** Opening RECORDS TO PROCESS block **

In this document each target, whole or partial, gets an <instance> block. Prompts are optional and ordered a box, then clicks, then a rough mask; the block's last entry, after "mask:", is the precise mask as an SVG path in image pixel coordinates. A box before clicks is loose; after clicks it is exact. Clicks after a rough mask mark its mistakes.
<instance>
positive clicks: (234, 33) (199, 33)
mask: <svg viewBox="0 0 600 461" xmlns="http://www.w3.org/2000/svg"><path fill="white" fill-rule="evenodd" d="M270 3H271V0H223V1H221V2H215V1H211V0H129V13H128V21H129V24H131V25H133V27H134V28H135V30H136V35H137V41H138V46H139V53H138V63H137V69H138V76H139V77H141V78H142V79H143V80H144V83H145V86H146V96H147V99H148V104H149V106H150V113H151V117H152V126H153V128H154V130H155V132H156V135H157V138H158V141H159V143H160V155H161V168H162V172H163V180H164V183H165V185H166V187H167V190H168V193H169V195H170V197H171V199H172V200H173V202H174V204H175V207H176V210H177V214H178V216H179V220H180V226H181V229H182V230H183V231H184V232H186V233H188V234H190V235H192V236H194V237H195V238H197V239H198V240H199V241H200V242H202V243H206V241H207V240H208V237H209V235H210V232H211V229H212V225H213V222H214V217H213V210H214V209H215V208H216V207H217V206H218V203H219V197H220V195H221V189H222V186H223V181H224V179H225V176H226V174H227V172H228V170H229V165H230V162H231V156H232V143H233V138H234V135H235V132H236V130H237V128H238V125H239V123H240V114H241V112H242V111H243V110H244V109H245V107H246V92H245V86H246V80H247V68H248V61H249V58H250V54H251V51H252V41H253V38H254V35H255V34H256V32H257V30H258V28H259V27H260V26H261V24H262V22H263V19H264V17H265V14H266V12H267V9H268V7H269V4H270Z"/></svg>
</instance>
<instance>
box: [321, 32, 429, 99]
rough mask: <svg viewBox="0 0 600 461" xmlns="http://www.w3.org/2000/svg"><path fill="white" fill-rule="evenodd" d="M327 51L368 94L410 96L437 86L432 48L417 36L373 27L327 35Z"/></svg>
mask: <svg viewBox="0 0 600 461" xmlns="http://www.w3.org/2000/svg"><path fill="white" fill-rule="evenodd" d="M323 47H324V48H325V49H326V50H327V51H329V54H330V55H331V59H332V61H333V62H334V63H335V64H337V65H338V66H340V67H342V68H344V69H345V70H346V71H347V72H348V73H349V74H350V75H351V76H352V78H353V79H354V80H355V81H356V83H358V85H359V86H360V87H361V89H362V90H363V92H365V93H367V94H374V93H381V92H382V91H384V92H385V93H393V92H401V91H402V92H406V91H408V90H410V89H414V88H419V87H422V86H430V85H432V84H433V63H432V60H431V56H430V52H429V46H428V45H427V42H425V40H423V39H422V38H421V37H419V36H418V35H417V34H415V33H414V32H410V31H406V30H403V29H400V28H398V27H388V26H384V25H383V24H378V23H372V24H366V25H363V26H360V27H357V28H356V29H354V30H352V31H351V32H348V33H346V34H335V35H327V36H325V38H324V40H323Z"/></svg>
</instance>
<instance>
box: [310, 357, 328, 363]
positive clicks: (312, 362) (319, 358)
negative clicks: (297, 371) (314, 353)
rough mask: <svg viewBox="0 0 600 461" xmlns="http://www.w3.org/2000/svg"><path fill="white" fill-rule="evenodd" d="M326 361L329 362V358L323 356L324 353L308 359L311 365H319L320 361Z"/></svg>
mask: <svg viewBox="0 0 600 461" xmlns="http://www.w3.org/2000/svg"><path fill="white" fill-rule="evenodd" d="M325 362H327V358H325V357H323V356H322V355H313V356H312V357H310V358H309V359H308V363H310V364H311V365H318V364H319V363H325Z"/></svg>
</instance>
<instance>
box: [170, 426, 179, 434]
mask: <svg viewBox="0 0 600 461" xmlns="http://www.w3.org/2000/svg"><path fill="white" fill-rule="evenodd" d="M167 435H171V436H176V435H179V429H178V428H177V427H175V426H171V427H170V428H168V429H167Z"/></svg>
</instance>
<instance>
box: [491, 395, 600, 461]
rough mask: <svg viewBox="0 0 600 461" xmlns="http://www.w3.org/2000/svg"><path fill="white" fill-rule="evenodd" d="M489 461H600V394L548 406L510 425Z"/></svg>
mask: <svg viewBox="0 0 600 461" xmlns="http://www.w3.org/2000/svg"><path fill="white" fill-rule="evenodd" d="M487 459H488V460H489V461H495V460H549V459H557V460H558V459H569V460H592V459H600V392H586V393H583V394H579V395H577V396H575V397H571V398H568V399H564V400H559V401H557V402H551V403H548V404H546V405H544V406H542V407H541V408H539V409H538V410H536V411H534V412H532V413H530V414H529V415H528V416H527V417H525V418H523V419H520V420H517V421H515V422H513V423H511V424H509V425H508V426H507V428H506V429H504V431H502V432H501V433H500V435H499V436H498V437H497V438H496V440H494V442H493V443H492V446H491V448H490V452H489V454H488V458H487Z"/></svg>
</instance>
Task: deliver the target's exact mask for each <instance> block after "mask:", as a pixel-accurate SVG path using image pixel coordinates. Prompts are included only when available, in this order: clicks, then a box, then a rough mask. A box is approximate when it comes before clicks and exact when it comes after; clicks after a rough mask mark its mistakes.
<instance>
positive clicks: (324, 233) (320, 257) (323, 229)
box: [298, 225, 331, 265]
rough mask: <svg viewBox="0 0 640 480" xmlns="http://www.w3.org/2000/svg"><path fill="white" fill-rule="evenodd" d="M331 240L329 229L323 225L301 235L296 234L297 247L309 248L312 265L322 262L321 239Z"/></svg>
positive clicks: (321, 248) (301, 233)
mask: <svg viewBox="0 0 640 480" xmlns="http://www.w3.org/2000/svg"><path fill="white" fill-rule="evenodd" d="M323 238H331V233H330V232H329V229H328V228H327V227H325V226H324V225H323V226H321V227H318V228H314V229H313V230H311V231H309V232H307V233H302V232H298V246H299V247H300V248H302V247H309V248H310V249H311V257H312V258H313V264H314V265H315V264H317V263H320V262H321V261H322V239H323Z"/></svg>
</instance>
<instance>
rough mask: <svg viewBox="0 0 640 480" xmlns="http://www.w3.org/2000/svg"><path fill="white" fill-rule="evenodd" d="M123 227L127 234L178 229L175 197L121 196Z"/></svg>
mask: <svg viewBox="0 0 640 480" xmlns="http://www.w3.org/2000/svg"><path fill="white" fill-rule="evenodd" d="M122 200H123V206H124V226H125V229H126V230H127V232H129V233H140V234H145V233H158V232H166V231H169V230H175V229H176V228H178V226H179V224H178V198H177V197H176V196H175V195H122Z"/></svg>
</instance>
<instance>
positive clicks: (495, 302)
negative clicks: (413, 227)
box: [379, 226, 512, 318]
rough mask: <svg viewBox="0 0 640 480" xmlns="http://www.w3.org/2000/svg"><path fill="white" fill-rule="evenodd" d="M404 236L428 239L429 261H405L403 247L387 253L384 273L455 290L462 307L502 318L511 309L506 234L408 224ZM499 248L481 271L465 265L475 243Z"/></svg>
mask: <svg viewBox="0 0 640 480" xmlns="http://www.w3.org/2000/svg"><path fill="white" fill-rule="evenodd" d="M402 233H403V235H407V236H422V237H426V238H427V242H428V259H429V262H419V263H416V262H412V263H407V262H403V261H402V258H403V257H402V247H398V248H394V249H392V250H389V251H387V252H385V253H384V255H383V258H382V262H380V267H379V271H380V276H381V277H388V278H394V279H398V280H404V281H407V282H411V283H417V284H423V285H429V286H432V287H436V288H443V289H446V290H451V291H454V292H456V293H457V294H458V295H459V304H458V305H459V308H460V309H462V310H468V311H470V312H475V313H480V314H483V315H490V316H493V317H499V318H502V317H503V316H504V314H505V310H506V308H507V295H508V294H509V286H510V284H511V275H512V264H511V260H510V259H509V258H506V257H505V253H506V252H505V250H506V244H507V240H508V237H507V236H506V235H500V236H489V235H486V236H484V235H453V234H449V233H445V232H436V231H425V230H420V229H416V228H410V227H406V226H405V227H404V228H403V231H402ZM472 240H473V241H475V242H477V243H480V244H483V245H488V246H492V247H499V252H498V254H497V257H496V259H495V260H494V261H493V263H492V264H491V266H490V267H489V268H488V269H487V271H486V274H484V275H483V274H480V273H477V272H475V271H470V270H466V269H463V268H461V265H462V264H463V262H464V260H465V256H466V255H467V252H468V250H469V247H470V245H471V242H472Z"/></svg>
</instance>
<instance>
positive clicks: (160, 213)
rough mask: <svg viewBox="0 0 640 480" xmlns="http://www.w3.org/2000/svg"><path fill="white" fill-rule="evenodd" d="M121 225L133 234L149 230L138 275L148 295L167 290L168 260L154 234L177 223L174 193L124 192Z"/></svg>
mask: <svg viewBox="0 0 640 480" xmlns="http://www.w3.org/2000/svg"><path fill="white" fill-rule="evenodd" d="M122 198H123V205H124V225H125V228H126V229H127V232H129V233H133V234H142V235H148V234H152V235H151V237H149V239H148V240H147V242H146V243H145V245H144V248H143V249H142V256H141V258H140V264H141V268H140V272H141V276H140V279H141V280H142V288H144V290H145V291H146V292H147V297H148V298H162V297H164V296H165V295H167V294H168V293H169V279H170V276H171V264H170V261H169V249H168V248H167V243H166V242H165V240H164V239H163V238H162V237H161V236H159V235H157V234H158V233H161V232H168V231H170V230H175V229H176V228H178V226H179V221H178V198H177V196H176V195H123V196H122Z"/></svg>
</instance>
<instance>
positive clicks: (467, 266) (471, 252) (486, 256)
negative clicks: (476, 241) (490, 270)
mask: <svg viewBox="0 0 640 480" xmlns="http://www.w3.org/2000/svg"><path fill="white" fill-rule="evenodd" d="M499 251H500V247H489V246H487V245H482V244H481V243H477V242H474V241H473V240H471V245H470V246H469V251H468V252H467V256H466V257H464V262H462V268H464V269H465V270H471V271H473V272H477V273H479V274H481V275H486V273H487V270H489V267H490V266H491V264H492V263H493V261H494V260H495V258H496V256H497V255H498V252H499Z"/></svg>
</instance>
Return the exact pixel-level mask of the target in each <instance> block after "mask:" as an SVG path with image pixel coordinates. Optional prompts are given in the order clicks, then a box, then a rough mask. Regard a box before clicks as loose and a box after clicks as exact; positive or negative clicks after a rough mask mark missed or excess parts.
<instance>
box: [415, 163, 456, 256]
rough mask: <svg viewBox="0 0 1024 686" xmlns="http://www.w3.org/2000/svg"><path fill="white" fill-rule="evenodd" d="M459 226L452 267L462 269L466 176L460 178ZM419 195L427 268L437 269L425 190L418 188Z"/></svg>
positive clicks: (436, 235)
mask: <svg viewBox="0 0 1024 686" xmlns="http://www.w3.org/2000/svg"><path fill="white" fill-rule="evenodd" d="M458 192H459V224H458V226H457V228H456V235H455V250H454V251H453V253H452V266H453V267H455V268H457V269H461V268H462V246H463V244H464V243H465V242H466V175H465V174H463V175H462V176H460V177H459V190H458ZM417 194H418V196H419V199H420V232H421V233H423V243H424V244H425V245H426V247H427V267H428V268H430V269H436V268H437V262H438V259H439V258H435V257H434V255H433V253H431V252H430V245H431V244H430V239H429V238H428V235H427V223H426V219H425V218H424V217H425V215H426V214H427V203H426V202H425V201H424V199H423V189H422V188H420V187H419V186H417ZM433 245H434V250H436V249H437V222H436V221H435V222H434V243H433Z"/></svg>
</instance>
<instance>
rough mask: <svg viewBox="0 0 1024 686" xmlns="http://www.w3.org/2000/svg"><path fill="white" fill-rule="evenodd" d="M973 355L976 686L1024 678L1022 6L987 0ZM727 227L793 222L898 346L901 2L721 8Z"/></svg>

** Closing RECORDS TO PROCESS block **

# WHAT THE EXERCISE ASKS
Extract every line of the data above that contains the string "after", copying each such line in full.

# EXPECTED OUTPUT
In this document each target, whole or partial, gets an <instance> block. Prompts are optional and ordered a box, then clicks, then a rough mask; the block's last entry, after "mask:", is the precise mask as an SVG path in image pixel coordinates. A box before clicks is loose; after clicks it is exact. Clicks after a rough mask mark its mistakes.
Task: deliver the target's exact mask for each <instance> block after "mask:", as a pixel-accurate SVG path using image pixel coordinates. Prompts are included only when available, in this order: clicks, then a box, then a rough mask. A box is approximate when it comes before clicks and exact when it comes after; clicks after a rough mask mark its mistakes.
Return the exact pixel-level mask of the target in each <instance> block after "mask:" as an SVG path with image pixel coordinates. Optional prompts are given in the order clicks, then a box, then a rough mask. Regard a box before clicks as loose and a box after clicks as exact; positive or negative clicks after a rough mask mark missed or excess parts.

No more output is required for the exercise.